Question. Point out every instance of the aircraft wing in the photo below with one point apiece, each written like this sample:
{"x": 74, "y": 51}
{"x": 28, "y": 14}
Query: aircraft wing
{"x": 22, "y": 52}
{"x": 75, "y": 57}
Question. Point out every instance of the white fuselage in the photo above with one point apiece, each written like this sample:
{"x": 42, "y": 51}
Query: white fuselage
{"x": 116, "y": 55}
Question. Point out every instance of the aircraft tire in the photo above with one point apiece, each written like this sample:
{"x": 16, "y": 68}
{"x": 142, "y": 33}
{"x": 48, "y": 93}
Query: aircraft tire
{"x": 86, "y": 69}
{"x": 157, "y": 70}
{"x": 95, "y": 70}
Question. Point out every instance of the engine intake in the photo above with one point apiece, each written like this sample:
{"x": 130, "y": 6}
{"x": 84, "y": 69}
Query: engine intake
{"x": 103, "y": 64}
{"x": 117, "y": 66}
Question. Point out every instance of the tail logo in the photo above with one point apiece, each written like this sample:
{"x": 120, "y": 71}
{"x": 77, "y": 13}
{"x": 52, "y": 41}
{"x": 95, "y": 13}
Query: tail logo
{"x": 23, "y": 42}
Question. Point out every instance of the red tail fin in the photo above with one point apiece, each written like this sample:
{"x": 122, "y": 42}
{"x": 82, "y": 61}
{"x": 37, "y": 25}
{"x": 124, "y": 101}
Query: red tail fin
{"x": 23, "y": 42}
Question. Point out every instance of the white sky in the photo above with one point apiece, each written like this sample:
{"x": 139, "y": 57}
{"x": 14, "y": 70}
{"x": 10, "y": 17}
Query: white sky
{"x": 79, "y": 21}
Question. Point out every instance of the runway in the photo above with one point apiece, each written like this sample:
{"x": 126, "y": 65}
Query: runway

- GOAL OF THE EXERCISE:
Your task is to reproduce the whole listing exactly.

- OUTPUT:
Question. Point out every instance of the aircraft wing in the photo below with one point apiece, each written like this sample:
{"x": 74, "y": 51}
{"x": 28, "y": 14}
Query: aircraft wing
{"x": 22, "y": 52}
{"x": 75, "y": 57}
Question. Point out every instance of the white fuselage in the photo above with one point apiece, each written like this sample:
{"x": 42, "y": 51}
Query: white fuselage
{"x": 116, "y": 55}
Question. Point out every instance of the aircraft tire in the photo above with one point apiece, each written like this sample:
{"x": 16, "y": 68}
{"x": 142, "y": 33}
{"x": 48, "y": 93}
Query: aircraft tire
{"x": 86, "y": 69}
{"x": 157, "y": 70}
{"x": 95, "y": 70}
Question. Point out every instance of the engine intake in the photo above with one point apiece, each written like this sample:
{"x": 130, "y": 6}
{"x": 84, "y": 69}
Query: engine intake
{"x": 103, "y": 64}
{"x": 117, "y": 66}
Question. Point out every instance of the tail logo in the photo above with one point apiece, each written like this sample:
{"x": 120, "y": 71}
{"x": 77, "y": 13}
{"x": 52, "y": 41}
{"x": 95, "y": 13}
Query: tail logo
{"x": 23, "y": 42}
Question. Point out every instance of the red tail fin in the photo above with one point apiece, each written like this sample:
{"x": 122, "y": 42}
{"x": 82, "y": 61}
{"x": 37, "y": 25}
{"x": 124, "y": 101}
Query: red tail fin
{"x": 23, "y": 42}
Question. Point out every instance of the white sky in the photo above with one point apiece, each written like this sample:
{"x": 139, "y": 57}
{"x": 14, "y": 70}
{"x": 10, "y": 17}
Query: white sky
{"x": 79, "y": 21}
Question. Point out every instance of the runway in the photo above with one point apiece, each written like this sample:
{"x": 126, "y": 65}
Query: runway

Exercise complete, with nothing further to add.